Could you repeat the rows from the line with "the green leaf." through the end of the rows, swapping "bare soil" for "loose soil" and leaving everything else unchanged?

▼

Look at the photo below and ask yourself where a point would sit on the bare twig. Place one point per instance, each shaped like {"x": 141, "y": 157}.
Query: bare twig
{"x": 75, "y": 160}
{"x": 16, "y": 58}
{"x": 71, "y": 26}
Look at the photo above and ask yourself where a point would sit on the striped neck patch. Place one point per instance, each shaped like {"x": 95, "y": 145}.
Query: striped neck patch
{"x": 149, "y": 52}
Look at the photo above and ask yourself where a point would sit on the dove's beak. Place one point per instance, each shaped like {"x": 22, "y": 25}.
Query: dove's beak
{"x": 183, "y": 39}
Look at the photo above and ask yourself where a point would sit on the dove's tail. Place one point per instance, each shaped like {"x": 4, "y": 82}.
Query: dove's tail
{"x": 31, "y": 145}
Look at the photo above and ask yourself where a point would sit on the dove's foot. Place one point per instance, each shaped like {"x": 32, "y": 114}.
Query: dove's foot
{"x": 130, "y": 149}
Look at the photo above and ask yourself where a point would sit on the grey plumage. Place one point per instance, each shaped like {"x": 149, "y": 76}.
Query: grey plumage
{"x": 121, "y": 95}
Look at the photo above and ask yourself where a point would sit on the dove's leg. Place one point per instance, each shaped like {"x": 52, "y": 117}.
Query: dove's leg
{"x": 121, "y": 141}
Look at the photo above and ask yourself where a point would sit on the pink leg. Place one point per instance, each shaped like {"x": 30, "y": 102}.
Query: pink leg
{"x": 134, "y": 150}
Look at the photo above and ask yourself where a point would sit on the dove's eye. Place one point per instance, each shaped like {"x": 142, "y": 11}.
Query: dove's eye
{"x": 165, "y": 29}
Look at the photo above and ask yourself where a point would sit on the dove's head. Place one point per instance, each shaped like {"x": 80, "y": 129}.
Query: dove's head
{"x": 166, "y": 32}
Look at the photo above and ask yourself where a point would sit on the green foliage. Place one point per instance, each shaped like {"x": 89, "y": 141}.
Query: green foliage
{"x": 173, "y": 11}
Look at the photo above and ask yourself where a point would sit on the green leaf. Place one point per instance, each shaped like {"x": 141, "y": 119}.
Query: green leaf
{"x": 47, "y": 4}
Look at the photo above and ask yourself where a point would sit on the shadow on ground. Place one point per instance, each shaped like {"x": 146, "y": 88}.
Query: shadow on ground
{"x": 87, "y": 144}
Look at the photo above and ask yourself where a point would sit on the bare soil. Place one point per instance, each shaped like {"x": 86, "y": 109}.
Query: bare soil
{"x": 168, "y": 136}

▲

## [Output below]
Look at the photo above and ask yourself where a point would sit on the green leaf. Place one point per instance, each shaped like {"x": 141, "y": 119}.
Query: green leaf
{"x": 47, "y": 4}
Look at the photo above and ask yourself where a point would sit on the shadow on ground. Place one point per instance, each shaped like {"x": 146, "y": 88}.
Query: shadow on ground
{"x": 87, "y": 144}
Look at the photo above and ask yourself where a point would sit on the loose soil. Place one point per instance, each shaped like {"x": 86, "y": 109}.
Query: loose soil
{"x": 168, "y": 136}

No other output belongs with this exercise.